_What is being asked:_ Extend the piece on onion chemistry by writing what follows its last sentence, which ends "makes them water."

Why does a cooked onion taste sweet and why does it not make the eyes water?
Have you ever wondered why a cooked onion tastes sweet and why cutting a cooked onion does not make the eyes water? Onion chemistry is extremely fascinating and extremely complex! We’ve been intrigued by this vegetable ever since our prehistoric ancestors gathered and cooked wild onions. By the time of the First Egyptian Dynasty some 5000 years ago, onions were widely consumed for flavor and for their supposed medicinal properties. At various times they have been associated with the prevention of colds, loosening of phlegm, correction of indigestion, inducement of sleep, stimulation of appetite, disinfection of wounds and driving parasites from digestive tract. In ancient times people believed that onions were a symbol of eternity because of the concentric circles that make up their structure. For this reason, onion shaped towers became popular in Russia and Eastern Europe; the idea was that these buildings would stand forever.
Onions may not make us live forever but some of their components may indeed have medical benefits in reducing cholesterol, blood pressure and perhaps even the risk of cancer. That’s why their chemistry has received a great deal of attention. We now know that slicing an onion sets off a series of reactions that begins with a compound called propenecysteine sulphoxide. The physical action of slicing liberates an enzyme called alliinase which converts it to propenesulphenic acid. This is highly reactive and converts to propanethial oxide, which is the compound that irritates the eyes and makes them water.

_Data records:_
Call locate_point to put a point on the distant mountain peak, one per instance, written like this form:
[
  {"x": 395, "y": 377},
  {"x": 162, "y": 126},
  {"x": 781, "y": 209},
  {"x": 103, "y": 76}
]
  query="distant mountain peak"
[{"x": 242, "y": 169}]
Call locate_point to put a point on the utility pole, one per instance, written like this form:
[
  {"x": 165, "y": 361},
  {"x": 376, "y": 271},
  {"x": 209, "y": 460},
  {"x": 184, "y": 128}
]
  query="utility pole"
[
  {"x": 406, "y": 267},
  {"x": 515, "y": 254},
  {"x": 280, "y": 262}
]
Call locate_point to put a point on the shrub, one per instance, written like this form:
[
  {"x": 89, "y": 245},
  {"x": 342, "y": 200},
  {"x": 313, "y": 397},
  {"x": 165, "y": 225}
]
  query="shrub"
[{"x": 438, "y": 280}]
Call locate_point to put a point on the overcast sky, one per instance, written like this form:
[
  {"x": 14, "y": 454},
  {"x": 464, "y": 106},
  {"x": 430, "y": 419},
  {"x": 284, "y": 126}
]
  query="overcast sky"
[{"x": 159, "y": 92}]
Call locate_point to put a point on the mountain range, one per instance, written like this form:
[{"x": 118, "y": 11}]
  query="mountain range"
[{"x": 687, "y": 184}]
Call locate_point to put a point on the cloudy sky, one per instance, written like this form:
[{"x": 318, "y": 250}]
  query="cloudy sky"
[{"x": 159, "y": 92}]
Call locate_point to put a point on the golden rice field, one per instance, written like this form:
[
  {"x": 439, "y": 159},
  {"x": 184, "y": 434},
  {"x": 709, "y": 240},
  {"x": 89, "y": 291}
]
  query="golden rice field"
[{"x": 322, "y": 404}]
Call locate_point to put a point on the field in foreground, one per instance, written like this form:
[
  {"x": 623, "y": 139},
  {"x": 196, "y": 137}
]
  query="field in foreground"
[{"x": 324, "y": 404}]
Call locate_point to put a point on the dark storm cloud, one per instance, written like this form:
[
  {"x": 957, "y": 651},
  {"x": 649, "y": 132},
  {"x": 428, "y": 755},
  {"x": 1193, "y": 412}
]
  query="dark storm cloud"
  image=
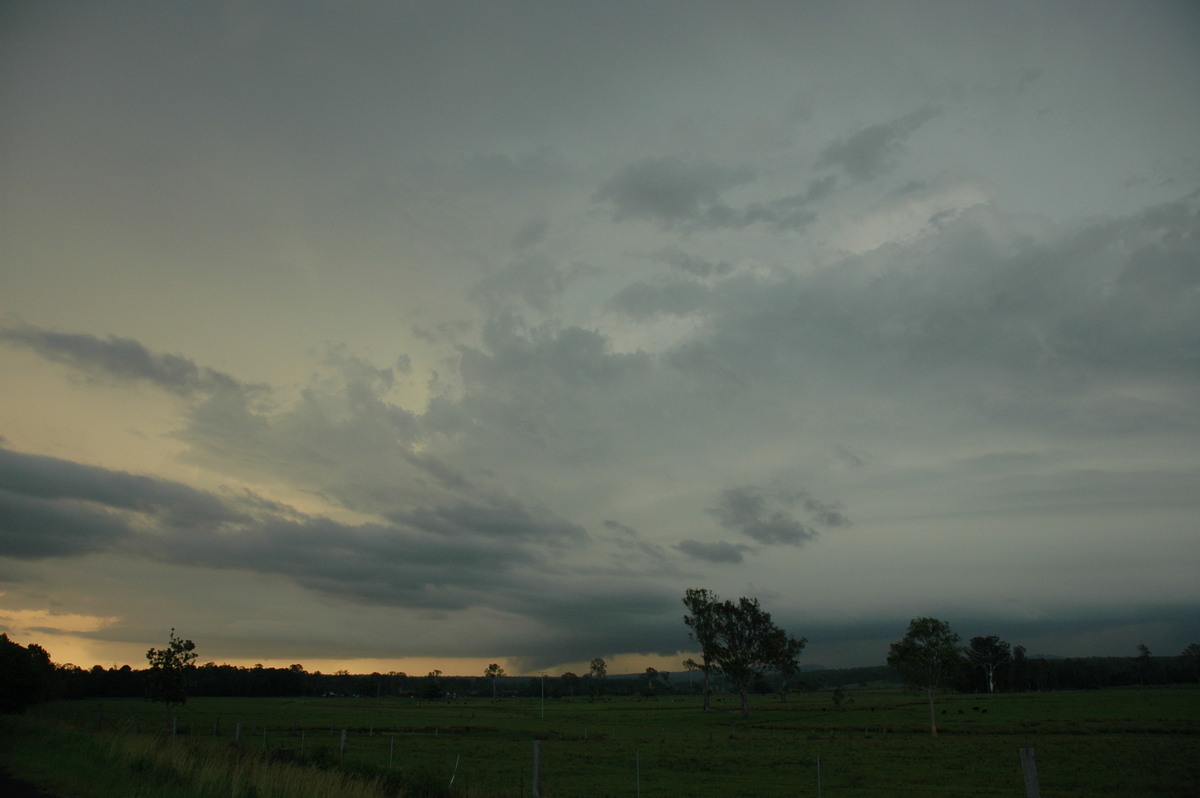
[
  {"x": 51, "y": 479},
  {"x": 868, "y": 153},
  {"x": 441, "y": 557},
  {"x": 714, "y": 552},
  {"x": 684, "y": 193},
  {"x": 121, "y": 359},
  {"x": 747, "y": 510},
  {"x": 693, "y": 264},
  {"x": 535, "y": 280},
  {"x": 643, "y": 300},
  {"x": 673, "y": 191},
  {"x": 499, "y": 519}
]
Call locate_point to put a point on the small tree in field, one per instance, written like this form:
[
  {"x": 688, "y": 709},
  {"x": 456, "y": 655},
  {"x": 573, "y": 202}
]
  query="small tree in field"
[
  {"x": 927, "y": 658},
  {"x": 171, "y": 667},
  {"x": 988, "y": 654},
  {"x": 598, "y": 670}
]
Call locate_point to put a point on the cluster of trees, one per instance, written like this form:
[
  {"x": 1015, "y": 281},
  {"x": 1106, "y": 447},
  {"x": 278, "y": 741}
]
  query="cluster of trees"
[
  {"x": 931, "y": 657},
  {"x": 739, "y": 640}
]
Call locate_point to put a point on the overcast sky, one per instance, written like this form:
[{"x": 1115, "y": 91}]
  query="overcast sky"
[{"x": 433, "y": 334}]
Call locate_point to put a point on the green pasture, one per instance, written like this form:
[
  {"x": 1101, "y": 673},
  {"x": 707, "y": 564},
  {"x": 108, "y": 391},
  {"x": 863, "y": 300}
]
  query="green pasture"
[{"x": 1117, "y": 742}]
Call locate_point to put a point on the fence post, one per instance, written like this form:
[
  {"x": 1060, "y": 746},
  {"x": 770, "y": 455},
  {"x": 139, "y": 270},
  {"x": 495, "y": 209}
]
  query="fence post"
[
  {"x": 1030, "y": 768},
  {"x": 537, "y": 769}
]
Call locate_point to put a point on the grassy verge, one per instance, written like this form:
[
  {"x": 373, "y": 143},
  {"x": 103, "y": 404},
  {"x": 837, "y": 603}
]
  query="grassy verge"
[{"x": 1095, "y": 744}]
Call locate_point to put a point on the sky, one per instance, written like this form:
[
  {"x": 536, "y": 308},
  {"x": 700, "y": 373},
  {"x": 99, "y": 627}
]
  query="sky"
[{"x": 406, "y": 335}]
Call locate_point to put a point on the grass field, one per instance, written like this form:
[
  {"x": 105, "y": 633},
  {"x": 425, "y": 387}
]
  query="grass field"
[{"x": 1121, "y": 742}]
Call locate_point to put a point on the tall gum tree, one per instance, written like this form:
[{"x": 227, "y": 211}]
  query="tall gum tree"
[
  {"x": 741, "y": 640},
  {"x": 927, "y": 658}
]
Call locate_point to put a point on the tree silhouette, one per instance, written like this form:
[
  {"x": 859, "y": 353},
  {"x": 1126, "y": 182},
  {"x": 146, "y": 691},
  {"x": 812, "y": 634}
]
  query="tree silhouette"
[
  {"x": 988, "y": 654},
  {"x": 927, "y": 657},
  {"x": 169, "y": 675},
  {"x": 741, "y": 640},
  {"x": 493, "y": 672}
]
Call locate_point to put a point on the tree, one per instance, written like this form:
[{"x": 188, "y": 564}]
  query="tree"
[
  {"x": 1191, "y": 657},
  {"x": 431, "y": 688},
  {"x": 598, "y": 670},
  {"x": 988, "y": 654},
  {"x": 927, "y": 657},
  {"x": 741, "y": 640},
  {"x": 25, "y": 675},
  {"x": 701, "y": 605},
  {"x": 571, "y": 682},
  {"x": 493, "y": 672},
  {"x": 171, "y": 669}
]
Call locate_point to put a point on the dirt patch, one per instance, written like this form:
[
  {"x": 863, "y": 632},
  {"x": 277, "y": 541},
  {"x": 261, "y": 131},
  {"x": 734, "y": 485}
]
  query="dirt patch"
[{"x": 13, "y": 787}]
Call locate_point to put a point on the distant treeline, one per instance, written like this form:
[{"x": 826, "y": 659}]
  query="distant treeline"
[{"x": 28, "y": 676}]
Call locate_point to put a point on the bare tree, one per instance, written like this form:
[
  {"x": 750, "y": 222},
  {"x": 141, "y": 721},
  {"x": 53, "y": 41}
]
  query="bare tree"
[
  {"x": 169, "y": 670},
  {"x": 927, "y": 657},
  {"x": 988, "y": 654},
  {"x": 741, "y": 640},
  {"x": 598, "y": 670}
]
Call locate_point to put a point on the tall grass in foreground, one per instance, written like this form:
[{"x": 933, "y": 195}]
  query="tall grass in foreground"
[{"x": 124, "y": 765}]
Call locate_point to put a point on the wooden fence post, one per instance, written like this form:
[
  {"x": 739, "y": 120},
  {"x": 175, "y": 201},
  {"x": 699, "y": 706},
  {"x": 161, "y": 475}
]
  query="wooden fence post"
[
  {"x": 1030, "y": 768},
  {"x": 537, "y": 769}
]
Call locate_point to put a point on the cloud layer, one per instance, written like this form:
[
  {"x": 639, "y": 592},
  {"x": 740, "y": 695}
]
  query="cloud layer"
[{"x": 486, "y": 334}]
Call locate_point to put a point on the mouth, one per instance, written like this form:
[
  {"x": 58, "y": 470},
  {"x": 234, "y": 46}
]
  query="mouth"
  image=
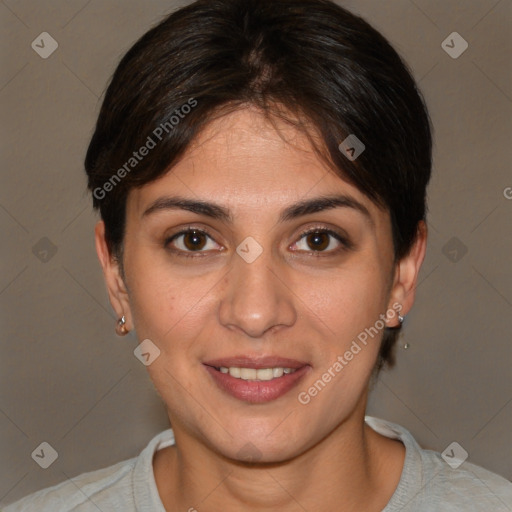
[{"x": 256, "y": 380}]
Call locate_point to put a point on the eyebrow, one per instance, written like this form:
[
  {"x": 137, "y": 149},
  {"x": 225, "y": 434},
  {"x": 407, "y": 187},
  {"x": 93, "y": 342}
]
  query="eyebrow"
[{"x": 296, "y": 210}]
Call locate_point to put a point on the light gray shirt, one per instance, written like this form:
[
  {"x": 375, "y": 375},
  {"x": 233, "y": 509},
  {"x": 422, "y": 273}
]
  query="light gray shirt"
[{"x": 428, "y": 483}]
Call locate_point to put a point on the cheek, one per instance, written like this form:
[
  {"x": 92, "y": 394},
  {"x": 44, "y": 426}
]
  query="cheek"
[
  {"x": 347, "y": 301},
  {"x": 168, "y": 307}
]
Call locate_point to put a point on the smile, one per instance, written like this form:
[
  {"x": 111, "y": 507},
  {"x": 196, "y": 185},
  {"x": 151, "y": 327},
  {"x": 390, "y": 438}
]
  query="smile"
[{"x": 256, "y": 380}]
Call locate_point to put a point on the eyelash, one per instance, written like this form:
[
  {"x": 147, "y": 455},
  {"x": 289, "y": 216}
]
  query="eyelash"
[{"x": 345, "y": 243}]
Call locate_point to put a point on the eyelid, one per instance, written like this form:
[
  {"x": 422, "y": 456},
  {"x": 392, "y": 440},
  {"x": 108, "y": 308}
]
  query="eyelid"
[{"x": 341, "y": 237}]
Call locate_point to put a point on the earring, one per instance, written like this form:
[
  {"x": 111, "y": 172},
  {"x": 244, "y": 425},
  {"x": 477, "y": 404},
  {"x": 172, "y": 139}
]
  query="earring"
[{"x": 121, "y": 329}]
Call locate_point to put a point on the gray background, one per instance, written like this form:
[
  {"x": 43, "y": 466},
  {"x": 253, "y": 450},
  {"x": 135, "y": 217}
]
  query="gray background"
[{"x": 66, "y": 379}]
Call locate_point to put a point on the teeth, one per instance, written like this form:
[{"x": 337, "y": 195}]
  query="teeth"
[{"x": 256, "y": 374}]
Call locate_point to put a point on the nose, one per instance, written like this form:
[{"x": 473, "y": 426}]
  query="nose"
[{"x": 256, "y": 298}]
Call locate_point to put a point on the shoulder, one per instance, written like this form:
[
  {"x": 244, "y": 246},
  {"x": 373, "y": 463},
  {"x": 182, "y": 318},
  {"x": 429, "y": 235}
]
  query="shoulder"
[
  {"x": 468, "y": 485},
  {"x": 128, "y": 486},
  {"x": 82, "y": 493},
  {"x": 431, "y": 482}
]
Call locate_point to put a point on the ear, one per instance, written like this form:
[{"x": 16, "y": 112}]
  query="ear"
[
  {"x": 407, "y": 269},
  {"x": 116, "y": 286}
]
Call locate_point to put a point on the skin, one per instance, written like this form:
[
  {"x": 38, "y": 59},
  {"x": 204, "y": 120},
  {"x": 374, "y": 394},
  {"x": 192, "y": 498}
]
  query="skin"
[{"x": 288, "y": 302}]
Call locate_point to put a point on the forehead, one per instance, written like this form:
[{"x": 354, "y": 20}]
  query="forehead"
[{"x": 247, "y": 163}]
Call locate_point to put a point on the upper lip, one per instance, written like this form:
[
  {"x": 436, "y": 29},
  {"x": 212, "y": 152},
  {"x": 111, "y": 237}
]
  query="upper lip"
[{"x": 255, "y": 362}]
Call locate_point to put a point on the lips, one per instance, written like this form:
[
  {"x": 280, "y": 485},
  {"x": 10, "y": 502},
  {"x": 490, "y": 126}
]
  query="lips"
[
  {"x": 256, "y": 391},
  {"x": 256, "y": 362}
]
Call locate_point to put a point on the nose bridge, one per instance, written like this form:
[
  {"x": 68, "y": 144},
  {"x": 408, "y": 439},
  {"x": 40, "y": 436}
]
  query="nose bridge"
[{"x": 255, "y": 299}]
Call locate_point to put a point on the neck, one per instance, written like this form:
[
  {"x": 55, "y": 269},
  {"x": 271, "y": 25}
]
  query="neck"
[{"x": 352, "y": 469}]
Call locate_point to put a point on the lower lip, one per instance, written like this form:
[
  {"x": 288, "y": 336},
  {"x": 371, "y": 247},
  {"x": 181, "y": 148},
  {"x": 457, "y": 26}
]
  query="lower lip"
[{"x": 257, "y": 391}]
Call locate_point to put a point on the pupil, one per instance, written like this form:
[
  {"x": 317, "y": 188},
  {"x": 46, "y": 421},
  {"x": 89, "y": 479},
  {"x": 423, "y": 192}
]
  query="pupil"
[
  {"x": 316, "y": 238},
  {"x": 195, "y": 239}
]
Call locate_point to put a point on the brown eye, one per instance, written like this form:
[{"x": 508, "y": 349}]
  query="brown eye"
[
  {"x": 194, "y": 240},
  {"x": 318, "y": 241},
  {"x": 191, "y": 241},
  {"x": 322, "y": 240}
]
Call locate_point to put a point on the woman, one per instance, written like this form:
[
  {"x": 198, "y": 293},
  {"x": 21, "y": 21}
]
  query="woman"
[{"x": 261, "y": 171}]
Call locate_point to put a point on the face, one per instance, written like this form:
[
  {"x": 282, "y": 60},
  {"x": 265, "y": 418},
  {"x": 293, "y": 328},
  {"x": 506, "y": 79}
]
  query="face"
[{"x": 258, "y": 281}]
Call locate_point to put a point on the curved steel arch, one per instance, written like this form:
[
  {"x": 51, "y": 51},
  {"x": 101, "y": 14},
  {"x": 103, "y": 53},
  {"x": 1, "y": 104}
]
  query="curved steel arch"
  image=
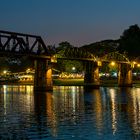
[{"x": 115, "y": 56}]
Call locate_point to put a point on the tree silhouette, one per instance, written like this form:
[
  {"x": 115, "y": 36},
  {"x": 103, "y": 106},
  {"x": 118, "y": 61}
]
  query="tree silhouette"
[{"x": 130, "y": 41}]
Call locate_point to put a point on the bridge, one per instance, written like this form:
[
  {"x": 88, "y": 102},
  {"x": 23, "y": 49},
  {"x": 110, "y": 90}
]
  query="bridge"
[{"x": 19, "y": 44}]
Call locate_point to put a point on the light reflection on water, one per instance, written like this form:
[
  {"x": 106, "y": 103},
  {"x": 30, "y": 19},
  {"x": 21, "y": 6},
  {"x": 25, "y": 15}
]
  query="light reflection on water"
[{"x": 69, "y": 112}]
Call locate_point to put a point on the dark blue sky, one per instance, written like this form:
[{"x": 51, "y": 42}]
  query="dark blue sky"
[{"x": 77, "y": 21}]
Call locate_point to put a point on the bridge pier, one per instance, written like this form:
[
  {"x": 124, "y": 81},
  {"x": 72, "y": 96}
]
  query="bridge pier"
[
  {"x": 124, "y": 75},
  {"x": 43, "y": 76},
  {"x": 92, "y": 74}
]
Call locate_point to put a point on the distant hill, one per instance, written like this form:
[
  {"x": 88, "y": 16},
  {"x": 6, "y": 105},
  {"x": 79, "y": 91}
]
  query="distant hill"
[{"x": 101, "y": 48}]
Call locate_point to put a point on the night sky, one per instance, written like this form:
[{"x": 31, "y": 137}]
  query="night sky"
[{"x": 78, "y": 21}]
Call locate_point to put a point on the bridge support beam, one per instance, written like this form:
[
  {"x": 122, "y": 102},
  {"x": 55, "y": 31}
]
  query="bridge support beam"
[
  {"x": 124, "y": 75},
  {"x": 92, "y": 74},
  {"x": 43, "y": 76}
]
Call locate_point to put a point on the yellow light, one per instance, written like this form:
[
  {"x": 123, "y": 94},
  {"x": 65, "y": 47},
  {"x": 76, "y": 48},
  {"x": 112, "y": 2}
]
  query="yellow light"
[
  {"x": 5, "y": 71},
  {"x": 112, "y": 63},
  {"x": 138, "y": 65},
  {"x": 99, "y": 63}
]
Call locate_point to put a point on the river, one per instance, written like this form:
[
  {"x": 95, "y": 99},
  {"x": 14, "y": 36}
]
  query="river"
[{"x": 69, "y": 113}]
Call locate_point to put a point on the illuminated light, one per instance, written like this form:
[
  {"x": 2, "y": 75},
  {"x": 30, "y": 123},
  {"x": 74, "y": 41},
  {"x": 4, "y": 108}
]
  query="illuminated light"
[
  {"x": 99, "y": 63},
  {"x": 54, "y": 59},
  {"x": 138, "y": 65},
  {"x": 112, "y": 63},
  {"x": 73, "y": 68},
  {"x": 5, "y": 71}
]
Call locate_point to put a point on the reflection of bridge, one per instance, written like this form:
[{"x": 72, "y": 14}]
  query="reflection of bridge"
[{"x": 18, "y": 44}]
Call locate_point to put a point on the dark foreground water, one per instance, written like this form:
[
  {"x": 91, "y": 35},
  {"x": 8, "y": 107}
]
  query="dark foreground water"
[{"x": 69, "y": 113}]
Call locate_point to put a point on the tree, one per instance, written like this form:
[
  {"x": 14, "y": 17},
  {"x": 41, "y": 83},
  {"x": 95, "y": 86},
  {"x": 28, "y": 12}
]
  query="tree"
[{"x": 130, "y": 41}]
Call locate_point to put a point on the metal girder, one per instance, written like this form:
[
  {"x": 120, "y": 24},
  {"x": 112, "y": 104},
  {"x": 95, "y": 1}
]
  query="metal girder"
[{"x": 22, "y": 43}]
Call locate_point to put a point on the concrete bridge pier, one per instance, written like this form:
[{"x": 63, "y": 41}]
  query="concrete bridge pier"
[
  {"x": 124, "y": 75},
  {"x": 43, "y": 75},
  {"x": 92, "y": 74}
]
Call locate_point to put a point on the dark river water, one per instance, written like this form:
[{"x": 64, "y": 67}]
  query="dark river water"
[{"x": 69, "y": 113}]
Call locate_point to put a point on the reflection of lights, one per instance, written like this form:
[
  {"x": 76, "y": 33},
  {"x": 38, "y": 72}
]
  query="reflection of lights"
[
  {"x": 134, "y": 109},
  {"x": 113, "y": 111},
  {"x": 112, "y": 63},
  {"x": 138, "y": 65},
  {"x": 5, "y": 71},
  {"x": 73, "y": 68},
  {"x": 5, "y": 93},
  {"x": 99, "y": 63}
]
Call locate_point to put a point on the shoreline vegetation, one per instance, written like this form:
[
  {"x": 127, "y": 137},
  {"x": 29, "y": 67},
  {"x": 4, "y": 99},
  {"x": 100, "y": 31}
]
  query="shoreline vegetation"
[{"x": 73, "y": 82}]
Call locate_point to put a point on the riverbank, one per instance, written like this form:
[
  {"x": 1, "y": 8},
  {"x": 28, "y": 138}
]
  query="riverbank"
[{"x": 75, "y": 82}]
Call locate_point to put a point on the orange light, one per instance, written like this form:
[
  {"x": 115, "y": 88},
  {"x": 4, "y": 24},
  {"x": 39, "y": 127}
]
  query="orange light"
[
  {"x": 138, "y": 65},
  {"x": 112, "y": 63}
]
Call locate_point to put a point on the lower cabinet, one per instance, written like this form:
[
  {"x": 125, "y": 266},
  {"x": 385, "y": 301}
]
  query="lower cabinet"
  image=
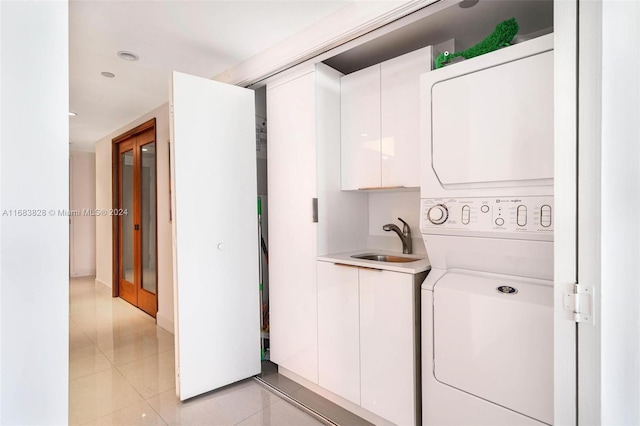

_Answer area:_
Frying the onion causes yet another reaction, resulting in the formation of bispropenyl disulfide which has a sweet smell and a sweet taste. Dozens of other chemical reactions also take place upon the application of heat, possibly forming other sweet substances and causing the destruction and evaporation of the strong tasting and smelling components. The reason that cooked onions do not cause us to cry is that they no longer contain any propanethial oxide. Onion research has more than a culinary goal. For example researchers in West Germany have discovered that compounds known as thiosulphinates in onions can relieve asthma. And Bela Karoly, the highly successful former Olympic gymnast coach swears by the old Transylvanian remedy of applying a cooked onion to an inflamed joint. And the only tears he had to worry about were those of his protégés.